Çözülecek Problemler.
- A) Engin Ardıç hakkındaki yazıda, yazarın sorusu karşısında psikiyatr arkadaşın neden bir şey diyemediğini, metnin verdiği gerekçeye dayanarak bir ila üç cümleyle açıklayınız.
- B) Engin Ardıç hakkındaki yazının devamını, son cümleden sonrasından başlayarak yazınız.

Verilen Metin.
■ ■ ■ ■ ■

Sahibinin sesi: Engin Ardıç
Sabah Sabah'ın bugün kadrajına sahibinin sesi Engin Ardıç girdi.
Solcu bir psikiyatr arkadaşa sormuştum. Yahu bir insan, bir gazeteci nasıl olur da milyonların gözünün içine baka baka her gün yalan söyler? Ruh hastası olabilirler mi? Bir şey diyememişti. Çünkü bir yerden sonra onun da artık aklı almıyormuş.
Engin Ardıç, bu ruh hastalarında mı, klinik vakalardan mı desek en önde gideni… Bugünkü Sabah gazetesindeki “Atacak çamur kalmadı” başlıklı köşe yazısında, isim vermeden AKP’nin ekonomi politikalarını eleştiren gazeteci iktisat yazarlarına aklınca çamur atmış. “İstanbul sermayesine göbekten bağlı olup “iktisat yazarlığı” yapmak zor iştir. Yalan söylesen vicdanın elvermez, doğruyu söylesen büyük patron kızabilir.”

■ ■ ■ ■ ■

Toplanan veri girdileri
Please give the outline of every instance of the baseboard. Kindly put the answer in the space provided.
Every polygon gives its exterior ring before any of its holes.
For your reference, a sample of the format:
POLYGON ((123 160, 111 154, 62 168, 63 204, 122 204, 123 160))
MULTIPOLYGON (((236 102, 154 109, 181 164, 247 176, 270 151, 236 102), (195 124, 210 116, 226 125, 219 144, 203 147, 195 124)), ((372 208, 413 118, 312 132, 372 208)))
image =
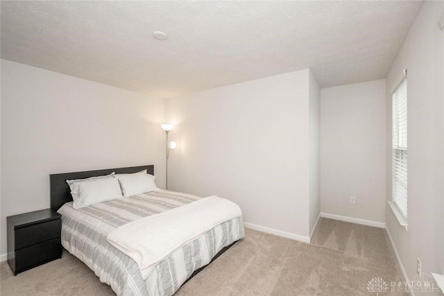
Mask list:
POLYGON ((8 259, 8 253, 0 255, 0 262, 6 261, 8 259))
POLYGON ((350 222, 352 223, 361 224, 362 225, 373 226, 373 227, 385 228, 386 223, 382 222, 370 221, 370 220, 358 219, 357 218, 346 217, 345 216, 334 215, 332 214, 321 213, 322 218, 328 218, 339 221, 350 222))
POLYGON ((246 227, 250 229, 257 230, 259 232, 265 232, 270 234, 274 234, 278 236, 282 236, 287 238, 294 239, 296 241, 302 241, 303 243, 310 243, 310 238, 308 236, 300 236, 299 234, 292 234, 291 232, 282 232, 282 230, 275 229, 273 228, 266 227, 264 226, 257 225, 255 224, 244 223, 246 227))
MULTIPOLYGON (((401 268, 401 272, 402 272, 402 275, 404 276, 404 279, 406 283, 409 282, 409 277, 407 276, 407 272, 405 271, 405 268, 404 268, 404 265, 402 264, 402 261, 401 261, 401 257, 400 257, 400 254, 398 252, 398 250, 396 250, 396 246, 395 246, 395 242, 393 241, 393 238, 391 237, 391 234, 390 234, 390 232, 388 231, 388 228, 386 226, 385 227, 386 232, 388 235, 388 238, 390 239, 390 243, 391 243, 391 247, 395 251, 395 254, 396 255, 396 259, 398 259, 398 263, 400 265, 400 268, 401 268)), ((409 292, 410 292, 410 295, 411 296, 415 296, 415 293, 413 293, 413 289, 411 288, 411 285, 407 285, 409 287, 409 292)))
POLYGON ((313 226, 313 229, 311 229, 311 232, 310 232, 310 243, 311 243, 311 237, 313 236, 313 232, 314 232, 314 229, 316 229, 316 226, 318 226, 318 222, 321 219, 321 213, 318 215, 318 218, 316 219, 316 222, 314 223, 314 226, 313 226))

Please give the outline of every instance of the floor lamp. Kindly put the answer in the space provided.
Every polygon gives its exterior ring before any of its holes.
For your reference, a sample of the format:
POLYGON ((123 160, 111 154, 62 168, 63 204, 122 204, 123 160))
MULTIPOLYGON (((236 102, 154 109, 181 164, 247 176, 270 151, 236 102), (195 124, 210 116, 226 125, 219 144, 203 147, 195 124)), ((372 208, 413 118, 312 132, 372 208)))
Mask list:
POLYGON ((176 148, 176 142, 172 141, 168 142, 168 133, 173 130, 174 125, 172 124, 162 124, 160 125, 162 130, 166 133, 166 162, 165 166, 165 189, 168 189, 168 158, 169 157, 169 150, 176 148))

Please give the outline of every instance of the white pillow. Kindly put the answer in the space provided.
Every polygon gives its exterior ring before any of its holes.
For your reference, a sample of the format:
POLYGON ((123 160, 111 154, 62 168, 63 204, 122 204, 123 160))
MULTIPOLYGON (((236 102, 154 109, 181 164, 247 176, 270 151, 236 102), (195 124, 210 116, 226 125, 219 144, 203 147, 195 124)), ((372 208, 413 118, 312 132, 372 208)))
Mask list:
POLYGON ((70 187, 74 209, 123 198, 119 182, 114 177, 77 182, 70 187))
POLYGON ((90 177, 86 178, 86 179, 67 180, 67 183, 68 183, 68 185, 71 185, 71 184, 76 183, 77 182, 92 181, 94 180, 97 180, 97 179, 103 179, 103 178, 105 178, 105 177, 113 177, 114 175, 115 175, 115 173, 112 172, 110 175, 103 175, 102 176, 97 176, 97 177, 90 177))
POLYGON ((116 178, 119 180, 122 193, 126 198, 157 190, 154 182, 155 177, 153 175, 146 173, 119 174, 116 175, 116 178))

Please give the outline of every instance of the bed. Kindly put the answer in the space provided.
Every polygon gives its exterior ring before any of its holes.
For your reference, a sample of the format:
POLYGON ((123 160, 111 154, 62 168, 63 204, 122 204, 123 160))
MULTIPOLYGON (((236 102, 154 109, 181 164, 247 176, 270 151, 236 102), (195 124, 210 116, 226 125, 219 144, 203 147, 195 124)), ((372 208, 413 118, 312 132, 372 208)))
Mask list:
POLYGON ((107 236, 132 221, 141 220, 144 217, 149 218, 155 214, 199 201, 202 198, 160 189, 75 209, 66 182, 67 180, 112 172, 128 174, 143 170, 154 175, 152 165, 51 175, 51 207, 62 214, 63 247, 92 270, 101 281, 110 285, 117 295, 171 295, 244 238, 244 225, 241 216, 216 225, 175 250, 144 279, 137 263, 112 245, 107 241, 107 236))

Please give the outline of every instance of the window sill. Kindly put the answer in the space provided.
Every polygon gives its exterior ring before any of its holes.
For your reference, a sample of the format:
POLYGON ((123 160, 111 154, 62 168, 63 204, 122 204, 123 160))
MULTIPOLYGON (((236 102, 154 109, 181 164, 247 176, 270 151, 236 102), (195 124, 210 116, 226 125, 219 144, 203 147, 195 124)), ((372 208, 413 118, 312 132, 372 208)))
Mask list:
POLYGON ((404 226, 405 227, 405 231, 407 232, 407 221, 402 216, 402 215, 401 215, 401 213, 400 213, 400 211, 398 209, 398 208, 396 207, 396 206, 395 205, 393 202, 389 201, 389 202, 388 202, 388 205, 390 206, 390 208, 393 211, 393 214, 395 214, 395 216, 398 219, 398 222, 400 223, 400 225, 401 226, 404 226))
POLYGON ((435 281, 438 284, 438 286, 441 289, 441 292, 444 294, 444 275, 437 275, 436 273, 432 273, 432 276, 435 279, 435 281))

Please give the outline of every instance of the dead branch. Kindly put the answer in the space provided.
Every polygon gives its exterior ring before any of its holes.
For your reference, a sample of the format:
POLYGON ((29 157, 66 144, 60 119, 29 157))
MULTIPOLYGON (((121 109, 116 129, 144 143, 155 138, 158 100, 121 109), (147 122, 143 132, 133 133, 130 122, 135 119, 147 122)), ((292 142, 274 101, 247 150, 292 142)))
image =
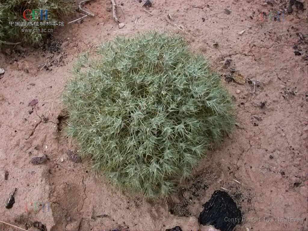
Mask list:
POLYGON ((92 0, 83 0, 83 1, 79 2, 79 4, 78 4, 78 6, 79 7, 79 10, 80 11, 82 12, 84 14, 85 14, 87 15, 88 15, 91 16, 92 17, 94 17, 94 14, 90 13, 85 10, 83 9, 81 7, 81 5, 82 5, 83 3, 86 2, 90 2, 90 1, 91 1, 92 0))
POLYGON ((115 0, 111 0, 111 3, 112 4, 112 15, 113 15, 113 19, 117 22, 120 22, 118 17, 116 16, 116 5, 115 2, 115 0))
POLYGON ((82 19, 84 18, 85 18, 86 17, 88 17, 88 15, 87 14, 86 14, 86 15, 84 15, 82 17, 80 17, 80 18, 77 18, 76 19, 73 20, 72 21, 71 21, 71 22, 67 22, 67 24, 70 24, 71 23, 72 23, 73 22, 77 22, 77 21, 80 20, 80 19, 82 19))

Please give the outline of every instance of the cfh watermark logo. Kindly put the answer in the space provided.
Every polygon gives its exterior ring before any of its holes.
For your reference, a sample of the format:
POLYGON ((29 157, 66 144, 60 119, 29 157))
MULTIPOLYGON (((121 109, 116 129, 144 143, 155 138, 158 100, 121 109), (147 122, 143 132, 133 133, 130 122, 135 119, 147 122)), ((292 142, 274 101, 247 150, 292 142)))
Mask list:
POLYGON ((25 205, 26 211, 27 213, 30 211, 37 212, 39 209, 42 208, 42 211, 43 213, 49 211, 50 208, 50 202, 41 202, 34 201, 34 202, 26 202, 25 205))
POLYGON ((260 18, 262 22, 264 22, 268 19, 269 19, 270 21, 276 21, 275 20, 275 18, 278 21, 284 21, 285 12, 279 11, 270 11, 270 14, 268 17, 265 13, 261 12, 260 14, 260 18))
POLYGON ((25 10, 23 16, 23 18, 26 20, 34 20, 38 18, 40 20, 48 20, 48 10, 25 10))

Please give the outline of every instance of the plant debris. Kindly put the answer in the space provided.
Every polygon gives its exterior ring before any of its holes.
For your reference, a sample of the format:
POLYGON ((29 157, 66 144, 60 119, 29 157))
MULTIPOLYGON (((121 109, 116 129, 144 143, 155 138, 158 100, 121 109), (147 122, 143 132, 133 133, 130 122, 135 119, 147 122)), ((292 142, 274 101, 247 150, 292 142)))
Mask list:
POLYGON ((250 93, 254 93, 255 92, 256 87, 257 88, 259 88, 261 90, 263 90, 263 83, 261 81, 258 80, 250 79, 249 79, 247 82, 250 85, 249 90, 250 91, 250 93))
POLYGON ((97 216, 96 217, 98 217, 98 218, 103 218, 104 217, 107 217, 109 216, 108 216, 107 214, 102 214, 100 215, 98 215, 98 216, 97 216))
POLYGON ((32 99, 29 103, 28 106, 33 107, 36 104, 38 103, 38 101, 37 99, 32 99))
POLYGON ((224 64, 224 68, 227 68, 230 67, 232 62, 232 59, 226 59, 226 61, 225 62, 225 63, 224 64))
POLYGON ((227 14, 231 14, 231 11, 229 10, 226 8, 225 9, 225 13, 227 14))
POLYGON ((265 107, 267 102, 266 101, 264 101, 263 102, 261 102, 260 103, 260 108, 261 109, 263 109, 265 107))
POLYGON ((263 120, 263 118, 262 118, 262 116, 258 116, 257 115, 253 115, 252 117, 257 120, 258 121, 261 121, 263 120))
POLYGON ((152 2, 150 0, 147 0, 142 6, 144 7, 147 7, 148 8, 152 6, 152 2))
POLYGON ((176 226, 171 229, 167 229, 166 231, 182 231, 182 230, 179 226, 176 226))
POLYGON ((79 163, 81 161, 81 158, 77 154, 77 152, 73 152, 69 150, 67 152, 67 156, 70 160, 75 162, 75 163, 79 163))
POLYGON ((7 201, 7 203, 5 205, 5 208, 6 209, 11 209, 13 207, 13 205, 15 203, 15 198, 14 196, 15 195, 15 193, 17 190, 17 189, 15 188, 14 191, 12 192, 9 198, 9 200, 7 201))
POLYGON ((225 218, 235 218, 240 221, 242 214, 233 199, 225 192, 217 190, 209 201, 203 205, 204 209, 200 214, 199 222, 204 225, 210 225, 222 231, 233 230, 239 221, 225 221, 225 218))
POLYGON ((239 73, 233 75, 233 81, 238 84, 242 85, 246 82, 246 78, 239 73))
POLYGON ((44 156, 36 156, 32 157, 31 159, 31 163, 34 164, 40 164, 46 162, 48 160, 49 158, 44 156))
POLYGON ((9 172, 7 170, 4 172, 4 180, 7 180, 9 177, 9 172))

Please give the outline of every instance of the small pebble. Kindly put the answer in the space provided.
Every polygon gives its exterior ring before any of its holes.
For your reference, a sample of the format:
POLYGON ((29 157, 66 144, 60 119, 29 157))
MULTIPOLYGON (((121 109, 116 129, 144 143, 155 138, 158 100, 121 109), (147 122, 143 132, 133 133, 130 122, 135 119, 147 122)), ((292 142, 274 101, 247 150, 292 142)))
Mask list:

■ ■ ■ ■ ■

Problemlerin Yanıtları.
- A) Psikiyatr arkadaş bir şey diyememiştir, çünkü bir yerden sonra onun da artık aklı almıyormuş.

- B)
Bu satırları okuyunca insanı bir gülme tutuyor tabii… Ama nasıl bir gülme Pembe panter filmlerindeki Jacques Clouseau’dan nefret eden Baş Müfettiş Dreyfus gibi…
Sanki bizatihi beyefendinin kendisi herhangi bir sermaye grubuna bağlı gazetede yazmıyor. Bağımsız gazeteci. Elbette Engin Ardıç da biliyor bir köşe yazarının neyi, nasıl yazacağını belirleyenin kendisi değil siyasal iktidarla ilişkisidir. Özünde köşe yazarının herhangi bir inisiyatifi yok denecek kadar az. Günümüzde köşe yazarlığı kurumu, sermayenin, yönetenlerin veya hâkim sınıfın kendi lehlerinde kamuoyu oluşturmaları açısından önemli bir araç. Ardıç, sahibinin sesi istenilen konuda istenilen şeyleri, adi, bir üslupla söylemekten yazmaktan utanmıyor.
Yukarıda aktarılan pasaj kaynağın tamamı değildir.